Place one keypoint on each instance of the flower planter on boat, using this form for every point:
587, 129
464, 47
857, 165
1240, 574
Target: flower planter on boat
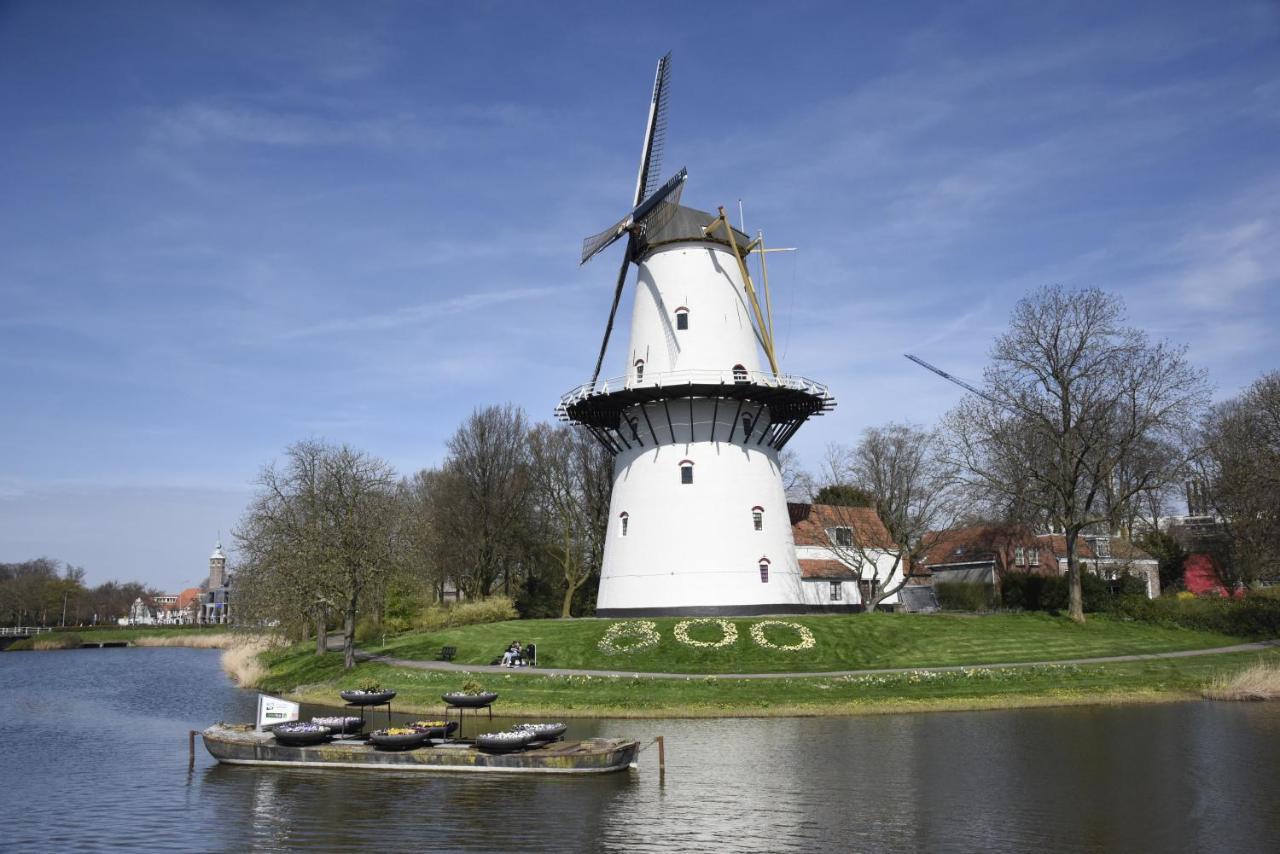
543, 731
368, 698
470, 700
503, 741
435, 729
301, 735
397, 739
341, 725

...

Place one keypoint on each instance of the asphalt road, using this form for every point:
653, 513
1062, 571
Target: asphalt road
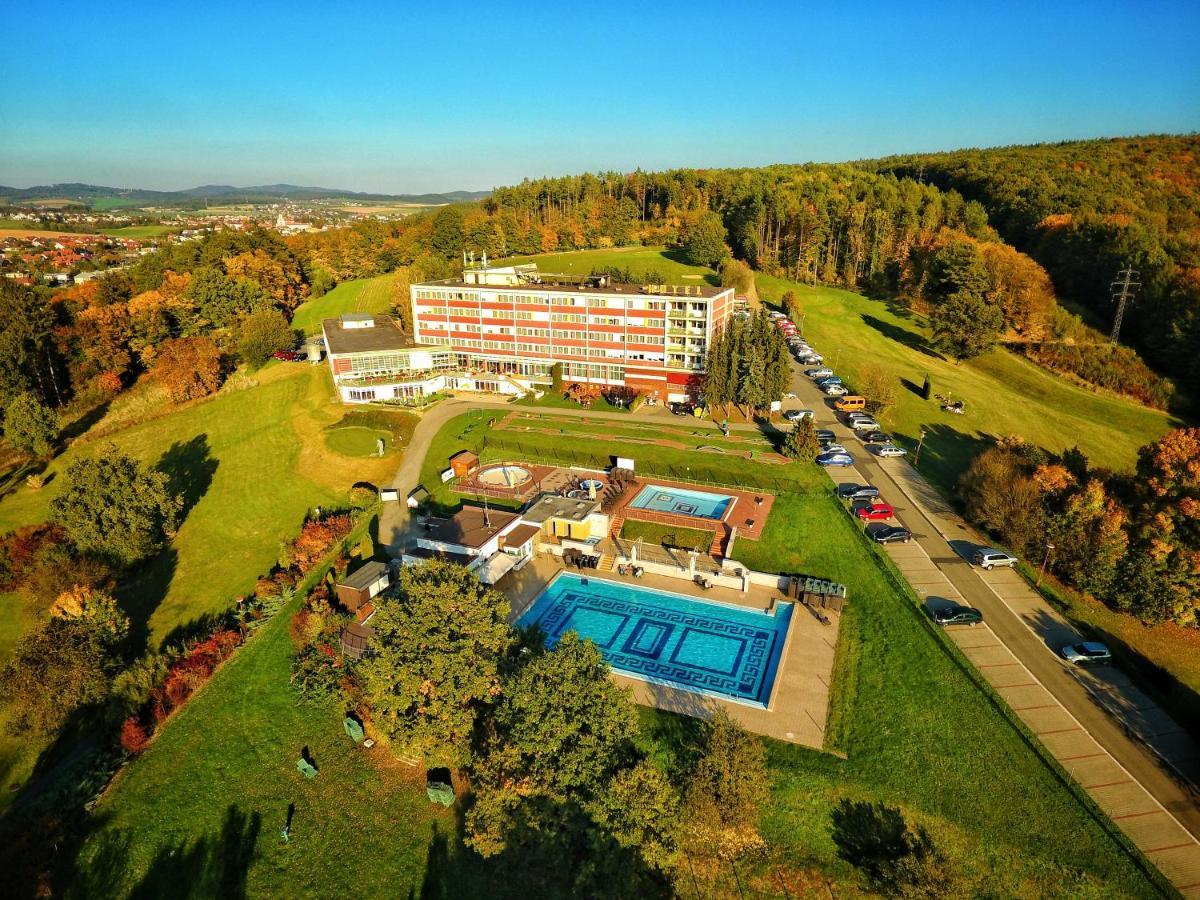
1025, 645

- [The problem]
Extract each line of the records above that contains the word "asphalt", and copy those lines in full.

- [Answer for the task]
Place one keypoint on each instance of the asphalt road, using this form for every point:
Target: asphalt road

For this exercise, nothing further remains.